▶ GOAL: Starting with the line that contains "Dear assistant, the user would like the blue" and going on through the end of the items, write out every line again, the wording lines as well as the box lines, with each bounding box coordinate raised by 135. Leave the pictures out of your answer.

-------- INPUT DATA

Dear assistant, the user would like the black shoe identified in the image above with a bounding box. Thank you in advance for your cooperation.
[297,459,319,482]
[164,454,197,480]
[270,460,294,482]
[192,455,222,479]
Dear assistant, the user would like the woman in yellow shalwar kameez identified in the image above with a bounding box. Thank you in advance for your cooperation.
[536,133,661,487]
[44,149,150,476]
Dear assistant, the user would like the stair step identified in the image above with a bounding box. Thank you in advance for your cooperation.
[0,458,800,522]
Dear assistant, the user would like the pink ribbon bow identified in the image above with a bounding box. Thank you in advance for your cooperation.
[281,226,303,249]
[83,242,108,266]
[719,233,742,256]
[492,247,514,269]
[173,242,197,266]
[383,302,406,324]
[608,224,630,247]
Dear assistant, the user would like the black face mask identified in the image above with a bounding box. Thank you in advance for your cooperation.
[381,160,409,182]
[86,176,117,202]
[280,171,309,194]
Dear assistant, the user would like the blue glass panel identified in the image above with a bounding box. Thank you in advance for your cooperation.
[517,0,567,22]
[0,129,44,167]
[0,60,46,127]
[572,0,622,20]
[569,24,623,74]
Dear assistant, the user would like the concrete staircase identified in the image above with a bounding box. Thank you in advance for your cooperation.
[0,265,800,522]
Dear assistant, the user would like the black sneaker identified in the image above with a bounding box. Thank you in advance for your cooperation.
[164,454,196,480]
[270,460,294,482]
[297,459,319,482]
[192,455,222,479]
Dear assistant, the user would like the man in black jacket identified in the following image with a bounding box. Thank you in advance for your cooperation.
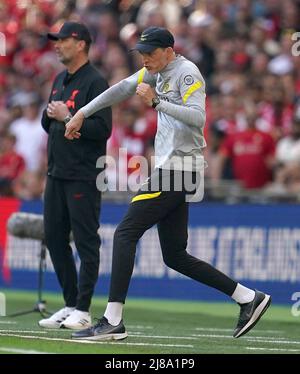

----------------

▶ RESPONSE:
Dear assistant, the user would like the blue glass panel identified in the image above with a bounding box. Thank you in advance for your cooperation.
[652,135,702,157]
[135,264,179,302]
[135,195,181,262]
[707,135,757,155]
[704,159,758,209]
Dear assistant, the user would like the concrete staircase identified in the image above with a bounding box. Thank you in advance for your cooperation.
[135,400,935,657]
Dear assistant, the user would like the black sneaker identified in the image above with a bounding box. Thank you in advance for your cooperation.
[299,589,331,615]
[405,595,429,617]
[432,594,454,617]
[327,590,357,614]
Dear assistant, the user would like the man in black jacket identified in the following image with a bounding box. Thank you in advance for your cooperation.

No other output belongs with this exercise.